## REQUIRED WORK
Resume the appellate opinion on the probation revocation based on GPS data, continuing after its last paragraph.

## SOURCE EXTRACT
○ ○ ○
RUISE v. State of Fla.
Citation | 43 So.3d 885 |
Decision Date | 07 September 2010 |
Docket Number | No. 1D09-5520.,1D09-5520. |
Parties | Casey RUISE, Appellant, v. STATE of Florida, Appellee. |
Court | Court of Appeal of Florida (US) |
OPINION TEXT STARTS HERE
COPYRIGHT MATERIAL OMITTED.
Nancy A. Daniels, Public Defender and Joel Arnold, Assistant Public Defender, Tallahassee, for Appellant.
Bill McCollum, Attorney General; Samuel A. Perrone and Thomas D. Winokur, Assistant Attorneys General, Tallahassee, for Appellee.
Appellant seeks review of the revocation of his probation and resulting sentence. He argues that the trial court erred in revoking his probation 1) based solely on global positioning system (GPS) data from his electronic monitoring device, and 2) because the alleged violation was not willful and substantial. We affirm.
In May 2008, Appellant was convicted of lewd or lascivious battery on a child and sentenced to one year in the county jail followed by 12 years of sex offender probation with the first year being served on community control. In July 2009, less than three months after Appellant was released on community control, an affidavit of violation was filed alleging that on June 28, 2009, Appellant was away from his approved residence in violation of his community control conditions requiring him to comply with the instructions of his probation officer and to remain confined to his residence. The only evidence presented by the state in support of the allegation that Appellant was away from his residence on June 28, 2009, was GPS data from the monitoring device that Appellant was required to wear as a condition of his community control.
○ ○ ○
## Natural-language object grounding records
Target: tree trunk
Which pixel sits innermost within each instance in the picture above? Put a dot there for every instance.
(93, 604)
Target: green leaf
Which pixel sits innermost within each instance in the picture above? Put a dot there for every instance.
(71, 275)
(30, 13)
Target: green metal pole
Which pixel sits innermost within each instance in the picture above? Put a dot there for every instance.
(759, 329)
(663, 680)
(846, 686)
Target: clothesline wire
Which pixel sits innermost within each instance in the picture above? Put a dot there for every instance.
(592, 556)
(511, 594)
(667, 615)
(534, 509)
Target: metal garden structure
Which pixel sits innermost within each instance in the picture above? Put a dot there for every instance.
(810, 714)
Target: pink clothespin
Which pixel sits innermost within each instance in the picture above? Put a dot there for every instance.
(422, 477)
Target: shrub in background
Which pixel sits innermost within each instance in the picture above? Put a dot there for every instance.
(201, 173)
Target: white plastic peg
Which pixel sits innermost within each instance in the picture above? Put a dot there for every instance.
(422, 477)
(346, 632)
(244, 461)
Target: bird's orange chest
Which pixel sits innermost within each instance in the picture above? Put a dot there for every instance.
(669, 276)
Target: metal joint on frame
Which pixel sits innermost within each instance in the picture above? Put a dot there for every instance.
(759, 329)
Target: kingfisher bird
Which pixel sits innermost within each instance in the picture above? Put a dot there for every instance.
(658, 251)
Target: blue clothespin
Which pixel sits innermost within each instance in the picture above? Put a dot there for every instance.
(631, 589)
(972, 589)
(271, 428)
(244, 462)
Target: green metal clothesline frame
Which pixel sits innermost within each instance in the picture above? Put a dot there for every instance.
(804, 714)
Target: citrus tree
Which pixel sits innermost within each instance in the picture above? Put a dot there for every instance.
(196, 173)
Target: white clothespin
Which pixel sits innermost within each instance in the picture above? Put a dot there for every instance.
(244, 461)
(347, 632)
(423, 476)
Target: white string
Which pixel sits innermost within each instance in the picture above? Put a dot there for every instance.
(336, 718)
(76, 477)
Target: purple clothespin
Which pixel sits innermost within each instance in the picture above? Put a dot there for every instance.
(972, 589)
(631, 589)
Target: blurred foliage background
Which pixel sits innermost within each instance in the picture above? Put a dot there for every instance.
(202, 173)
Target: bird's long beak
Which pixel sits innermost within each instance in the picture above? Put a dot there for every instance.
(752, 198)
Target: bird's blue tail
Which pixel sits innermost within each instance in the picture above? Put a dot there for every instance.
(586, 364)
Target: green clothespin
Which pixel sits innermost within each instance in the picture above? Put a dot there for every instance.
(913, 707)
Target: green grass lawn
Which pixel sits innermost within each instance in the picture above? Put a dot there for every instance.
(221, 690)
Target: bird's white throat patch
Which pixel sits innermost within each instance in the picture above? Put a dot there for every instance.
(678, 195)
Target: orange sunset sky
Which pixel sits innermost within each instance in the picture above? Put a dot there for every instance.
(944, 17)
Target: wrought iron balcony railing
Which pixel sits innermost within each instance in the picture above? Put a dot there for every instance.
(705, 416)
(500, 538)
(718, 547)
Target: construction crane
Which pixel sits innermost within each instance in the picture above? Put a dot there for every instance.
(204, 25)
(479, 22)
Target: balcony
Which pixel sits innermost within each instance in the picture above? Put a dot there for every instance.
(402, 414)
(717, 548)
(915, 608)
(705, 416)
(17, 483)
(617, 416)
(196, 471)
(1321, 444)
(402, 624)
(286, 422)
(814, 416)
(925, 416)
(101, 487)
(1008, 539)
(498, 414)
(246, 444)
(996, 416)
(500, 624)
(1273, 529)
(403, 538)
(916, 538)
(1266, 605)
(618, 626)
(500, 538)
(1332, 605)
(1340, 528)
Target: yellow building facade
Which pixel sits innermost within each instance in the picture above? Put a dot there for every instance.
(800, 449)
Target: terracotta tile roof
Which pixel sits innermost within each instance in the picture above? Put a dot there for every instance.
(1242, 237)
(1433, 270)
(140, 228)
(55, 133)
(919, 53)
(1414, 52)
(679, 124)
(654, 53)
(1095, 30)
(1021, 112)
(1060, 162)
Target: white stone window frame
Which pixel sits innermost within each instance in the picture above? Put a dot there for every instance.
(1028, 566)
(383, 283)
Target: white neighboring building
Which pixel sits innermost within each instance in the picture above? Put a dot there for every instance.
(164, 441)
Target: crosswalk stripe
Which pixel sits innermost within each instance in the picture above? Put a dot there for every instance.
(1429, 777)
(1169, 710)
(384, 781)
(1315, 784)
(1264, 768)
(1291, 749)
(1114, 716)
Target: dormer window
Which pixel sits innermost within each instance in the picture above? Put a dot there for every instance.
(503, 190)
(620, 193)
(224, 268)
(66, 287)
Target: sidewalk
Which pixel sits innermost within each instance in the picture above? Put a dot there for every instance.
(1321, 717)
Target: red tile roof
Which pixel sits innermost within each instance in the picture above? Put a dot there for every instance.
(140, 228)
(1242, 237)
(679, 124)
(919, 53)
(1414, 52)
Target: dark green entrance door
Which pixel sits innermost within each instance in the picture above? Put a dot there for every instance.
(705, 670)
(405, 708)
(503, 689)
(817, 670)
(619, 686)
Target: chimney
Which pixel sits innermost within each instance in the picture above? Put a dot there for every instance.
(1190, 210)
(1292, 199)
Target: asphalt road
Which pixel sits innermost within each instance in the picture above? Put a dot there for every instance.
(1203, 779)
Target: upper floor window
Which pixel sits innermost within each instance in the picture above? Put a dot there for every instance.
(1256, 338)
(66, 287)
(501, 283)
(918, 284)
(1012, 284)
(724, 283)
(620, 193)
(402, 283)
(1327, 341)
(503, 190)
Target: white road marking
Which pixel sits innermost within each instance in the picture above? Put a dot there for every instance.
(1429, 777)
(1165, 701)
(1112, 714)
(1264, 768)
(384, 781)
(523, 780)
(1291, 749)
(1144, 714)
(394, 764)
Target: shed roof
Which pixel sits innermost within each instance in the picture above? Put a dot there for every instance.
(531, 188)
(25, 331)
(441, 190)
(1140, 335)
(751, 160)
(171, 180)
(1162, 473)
○ ○ ○
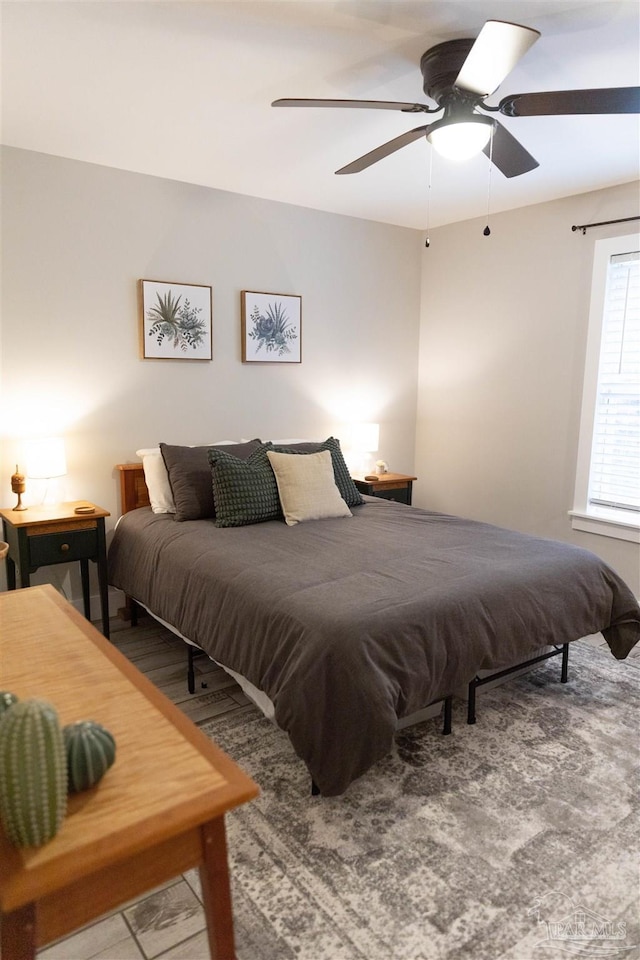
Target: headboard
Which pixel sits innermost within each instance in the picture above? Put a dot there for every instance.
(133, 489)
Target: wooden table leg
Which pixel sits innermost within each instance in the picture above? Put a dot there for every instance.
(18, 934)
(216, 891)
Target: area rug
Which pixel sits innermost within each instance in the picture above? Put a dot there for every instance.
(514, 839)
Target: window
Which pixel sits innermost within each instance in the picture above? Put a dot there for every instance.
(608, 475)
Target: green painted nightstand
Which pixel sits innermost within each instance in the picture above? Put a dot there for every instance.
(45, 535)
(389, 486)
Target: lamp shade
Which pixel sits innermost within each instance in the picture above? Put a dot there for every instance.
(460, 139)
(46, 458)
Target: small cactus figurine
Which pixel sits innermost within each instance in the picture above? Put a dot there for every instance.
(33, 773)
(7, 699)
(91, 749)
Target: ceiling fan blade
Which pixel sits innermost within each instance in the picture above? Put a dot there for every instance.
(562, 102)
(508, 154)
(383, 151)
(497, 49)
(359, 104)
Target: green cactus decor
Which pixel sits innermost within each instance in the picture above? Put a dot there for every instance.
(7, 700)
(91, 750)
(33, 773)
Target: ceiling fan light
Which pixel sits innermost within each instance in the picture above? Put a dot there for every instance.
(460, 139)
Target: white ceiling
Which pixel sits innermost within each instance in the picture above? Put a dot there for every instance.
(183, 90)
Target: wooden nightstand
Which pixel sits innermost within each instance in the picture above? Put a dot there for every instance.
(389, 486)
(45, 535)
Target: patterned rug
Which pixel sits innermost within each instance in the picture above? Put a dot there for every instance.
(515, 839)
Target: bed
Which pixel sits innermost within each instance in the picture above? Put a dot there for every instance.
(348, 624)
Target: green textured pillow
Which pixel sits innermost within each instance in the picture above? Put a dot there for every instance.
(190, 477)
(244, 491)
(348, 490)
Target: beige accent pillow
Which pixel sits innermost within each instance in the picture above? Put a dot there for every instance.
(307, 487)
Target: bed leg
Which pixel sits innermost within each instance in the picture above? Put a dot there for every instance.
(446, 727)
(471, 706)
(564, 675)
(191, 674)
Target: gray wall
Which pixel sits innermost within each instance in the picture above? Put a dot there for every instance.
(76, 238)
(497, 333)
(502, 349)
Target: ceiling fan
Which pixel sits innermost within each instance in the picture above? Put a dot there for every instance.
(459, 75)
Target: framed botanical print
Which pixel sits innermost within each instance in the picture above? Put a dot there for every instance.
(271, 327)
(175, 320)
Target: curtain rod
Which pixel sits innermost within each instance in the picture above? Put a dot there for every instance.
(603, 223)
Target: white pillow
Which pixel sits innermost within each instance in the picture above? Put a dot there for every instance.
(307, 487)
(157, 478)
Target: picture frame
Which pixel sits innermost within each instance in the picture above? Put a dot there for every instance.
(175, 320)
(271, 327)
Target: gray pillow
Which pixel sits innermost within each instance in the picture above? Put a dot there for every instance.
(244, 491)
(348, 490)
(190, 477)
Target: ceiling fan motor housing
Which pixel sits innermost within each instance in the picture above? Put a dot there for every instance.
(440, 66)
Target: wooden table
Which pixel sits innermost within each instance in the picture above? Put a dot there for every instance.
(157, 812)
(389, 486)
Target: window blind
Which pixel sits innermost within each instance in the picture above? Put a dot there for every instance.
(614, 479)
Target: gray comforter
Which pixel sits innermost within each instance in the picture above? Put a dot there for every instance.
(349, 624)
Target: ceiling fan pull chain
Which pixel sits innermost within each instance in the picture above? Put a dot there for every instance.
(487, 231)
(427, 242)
○ ○ ○
## TASK RESULT
As he did below, Appellant argues on appeal that the GPS data was inadmissible hearsay and thus insufficient to support the finding that Appellant violated his probation. The state, in turn, argues that the GPS data was admissible under the business records exception to the hearsay rule.
Hearsay is "a statement, other than one made by the declarant while testifying at the trial or hearing, offered in evidence to prove the truth of the matter asserted." § 90.801(1)(c), Fla. Stat (2009). The GPS data is clearly hearsay because it purports to show Appellant's locations on June 28, 2009, and it is being offered for the truth of the matter asserted, i.e., to prove that Appellant was in the locations away from his residence reflected in the GPS data.
Hearsay is admissible in a probation or community control violation proceeding, but probation or community control may not be revoked solely on the basis of hearsay evidence. See Smith-Curles v. State, 24 So.3d 702, 702-03 (Fla. 1st DCA 2009). Revocation may, however, be based solely upon hearsay evidence that falls within an exception to the hearsay rule. See Thomas v. State, 711 So.2d 96, 97 (Fla. 4th DCA 1998) ( ).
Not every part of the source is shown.